Metin Bölümü:
>>>>>

"Siyonist rejim çökerken biz yükseliyoruz"
Nasrullah İslam ümmetinin zaferleri tasarlayan bilinç seviyesinden zaferleri meydana getiren seviyeye yükseldiğini söyledi ve ekledi: "İsrail çökerken biz yükseliyoruz."
21-05-2009
Lübnan İslami Direnişi Hizbullah Genel Sekreteri Seyyid Hasan Nasrullah, bölgedeki direnişin devam etmesinin tek şartının bilinç olduğunu belirterek “İsrail'le yapılacak savaş bilinçle başlar. Bilinç, direnişin varlığını koruması ve devam etmesi için temel şarttır. Mücadelenin herhangi bir safhasındaki bilinçsizlik, yoldan sapmaya yol açmaktadır. Bilinç derinleştikçe, hedef ve amaçlara ulaşmak da o derece kolaylaşacaktır. Bilinç 2000 ve 2006 yıllarında olduğu gibi zaferleri meydana getirecektir. Liderler ve direniş hareketleri de İsrail'e karşı savaşlarını, bilinç üzerine kurdular ve sürdürdüler" dedi.
Bölgedeki sorunun sadece direniş hareketleri üzerinde olmadığını ifade eden Nasrullah, İslam ümmmetinin de üzerine düşen görevi yerine getirmesi gerektiğini söyledi. Nasrullah "Şimdi ayrıca, halklar düzeyinde de bilince, direnişe kucak açmalarına muhtacız. Siyonist işgalcilerle yapılacak mücadele sadece direniş hareketlerini değil tüm ümmeti ilgilendirmektedir. Bu mücadele, ümmetin birleşmediği ve dayanışmaya girmediği sürece çözüme kavuşması mümkün değildir” diye konuştu.

<<<<<

Yapılacaklar:
A) Nasrullah'ın konuşmasını aktaran haberde, direnişin devam etmesinin tek şartı olarak ne gösteriliyor?
B) Nasrullah'ın konuşmasını aktaran haberi kaldığı yerden devam ettirin.

Verilen Veriler:
>>>>>

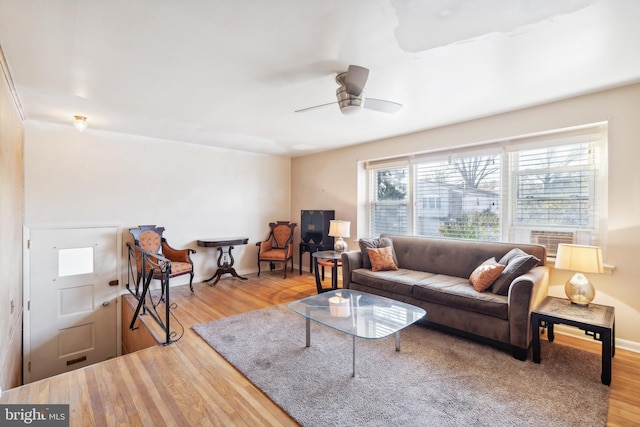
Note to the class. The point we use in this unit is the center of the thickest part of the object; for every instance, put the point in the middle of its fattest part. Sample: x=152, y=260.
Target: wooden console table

<<<<<

Son Yanıtlar:
A) Bilinç.

B)
Direniş Meşrudur
Direnişin uluslararası değerlere göre de meşru olduğunu beklirten Nasrullah, konuşmasına şöyle devam etti: "Siyonist işgalcilere karşı yapılacak direniş, dünyadaki tüm mücadelelerin en neti ve en belirginidir. Halklara, ülkelere bakalım. Bu bölgede devam eden İsrail'e karşı verilen mücadeleden daha adilini bulamayacağız. Uluslararası değerlere göre direniş, toprakları işgal edilen halkların meşru hakkıdır. Dünya, Filistin ve Lübnan'daki direniş efsanesinin sırrını sorgulamakta. Sebep, ne siyaset ne de kurulan bir örgüttür. Sebep, Filistin davasının hak ve adil olmasıdır. Sebep, gençlerin ve yaşlıların korkmadan, endişe etmeden ölüme yürümesidir."
İsrail, İlk Defa 1984'de Hezimete Uğradı
Nasrullah “Bir noktayı düzeltmek istiyorum. İsrail'in tattığı ilk hezimet 25 Mayıs 2000 tarihinde olmadı. İsrail, ilk hezimetini 84 ve 85 yıllarında Beyrut'tan Nebatiye'den, Sur'dan çekilmek zorunda kaldığı zaman tattı. Bu zafer, 2000 yılındaki geri çekilişi hazırlayan ilk hezimetti” dedi.
İsrail Çökerken Biz, Yükseliyoruz
İsrail'in çöküş, İslam ümmetinin ise yükseliş döneminde olduğunu ifade eden Nasrullah, bugün bilinç düzeyinde devam eden savaşın İsrail'in çıkardığı fitne ve komplolara karşı yapıldığını söyledi.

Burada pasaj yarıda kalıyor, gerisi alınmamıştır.